→ Required task
Show, copied in full, each line of the data below that contains the string "poster".

(Region annotation entries)
[START]

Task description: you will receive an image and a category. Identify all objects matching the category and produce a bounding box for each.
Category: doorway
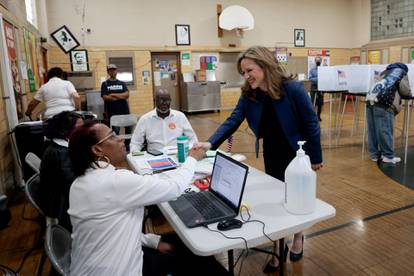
[151,52,181,110]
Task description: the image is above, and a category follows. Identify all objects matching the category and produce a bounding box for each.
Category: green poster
[27,68,36,92]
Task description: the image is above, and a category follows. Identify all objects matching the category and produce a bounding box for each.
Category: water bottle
[285,141,316,215]
[177,136,189,163]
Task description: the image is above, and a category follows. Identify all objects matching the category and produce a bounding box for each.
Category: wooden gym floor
[0,100,414,276]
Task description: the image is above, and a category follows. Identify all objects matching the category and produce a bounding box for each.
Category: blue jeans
[367,105,394,159]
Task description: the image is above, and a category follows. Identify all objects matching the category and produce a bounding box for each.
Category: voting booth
[318,64,390,93]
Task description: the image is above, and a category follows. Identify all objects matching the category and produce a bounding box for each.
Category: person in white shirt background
[130,90,198,152]
[26,67,81,118]
[68,121,228,276]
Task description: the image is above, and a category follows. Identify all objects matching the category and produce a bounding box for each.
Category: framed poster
[175,24,191,45]
[50,25,80,54]
[294,29,305,47]
[70,50,89,72]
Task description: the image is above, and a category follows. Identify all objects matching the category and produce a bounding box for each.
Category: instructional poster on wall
[3,20,23,119]
[181,53,191,66]
[23,29,40,92]
[275,47,288,65]
[308,49,331,76]
[368,51,381,64]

[END]

→ Task answer
Category: green poster
Category: framed poster
Category: instructional poster on wall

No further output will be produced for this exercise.